◆ About this exercise
I'd like every line in the following listing that holds "traffic" copied.
*** Opening Recorded information ***
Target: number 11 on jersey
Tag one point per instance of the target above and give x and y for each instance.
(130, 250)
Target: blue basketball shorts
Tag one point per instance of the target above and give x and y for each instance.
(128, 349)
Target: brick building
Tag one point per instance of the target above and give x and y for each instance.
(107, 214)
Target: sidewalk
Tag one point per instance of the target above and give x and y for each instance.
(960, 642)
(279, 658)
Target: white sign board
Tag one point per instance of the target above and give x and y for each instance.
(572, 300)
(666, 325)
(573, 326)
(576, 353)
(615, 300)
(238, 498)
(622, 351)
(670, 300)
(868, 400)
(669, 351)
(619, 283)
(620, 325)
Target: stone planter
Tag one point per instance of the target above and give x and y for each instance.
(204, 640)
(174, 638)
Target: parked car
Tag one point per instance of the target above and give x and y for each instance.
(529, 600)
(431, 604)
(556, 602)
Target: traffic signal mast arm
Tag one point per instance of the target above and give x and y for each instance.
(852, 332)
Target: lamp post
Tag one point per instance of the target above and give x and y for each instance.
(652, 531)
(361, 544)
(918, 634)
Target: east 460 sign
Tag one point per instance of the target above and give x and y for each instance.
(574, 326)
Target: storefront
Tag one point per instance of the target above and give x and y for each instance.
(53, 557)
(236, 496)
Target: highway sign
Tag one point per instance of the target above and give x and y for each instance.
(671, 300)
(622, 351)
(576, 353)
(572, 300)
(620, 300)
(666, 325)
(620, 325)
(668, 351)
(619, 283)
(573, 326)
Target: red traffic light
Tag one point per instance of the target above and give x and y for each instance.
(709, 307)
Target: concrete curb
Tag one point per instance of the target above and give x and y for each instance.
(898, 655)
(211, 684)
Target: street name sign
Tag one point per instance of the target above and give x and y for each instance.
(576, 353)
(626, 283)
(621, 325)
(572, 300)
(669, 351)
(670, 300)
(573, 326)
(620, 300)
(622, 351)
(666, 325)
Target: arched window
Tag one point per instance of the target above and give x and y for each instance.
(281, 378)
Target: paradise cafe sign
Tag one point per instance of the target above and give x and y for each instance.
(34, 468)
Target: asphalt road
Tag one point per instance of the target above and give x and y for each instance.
*** Closing Recorded information ***
◆ Your solution
Target: traffic signal mast arm
Target: red traffic light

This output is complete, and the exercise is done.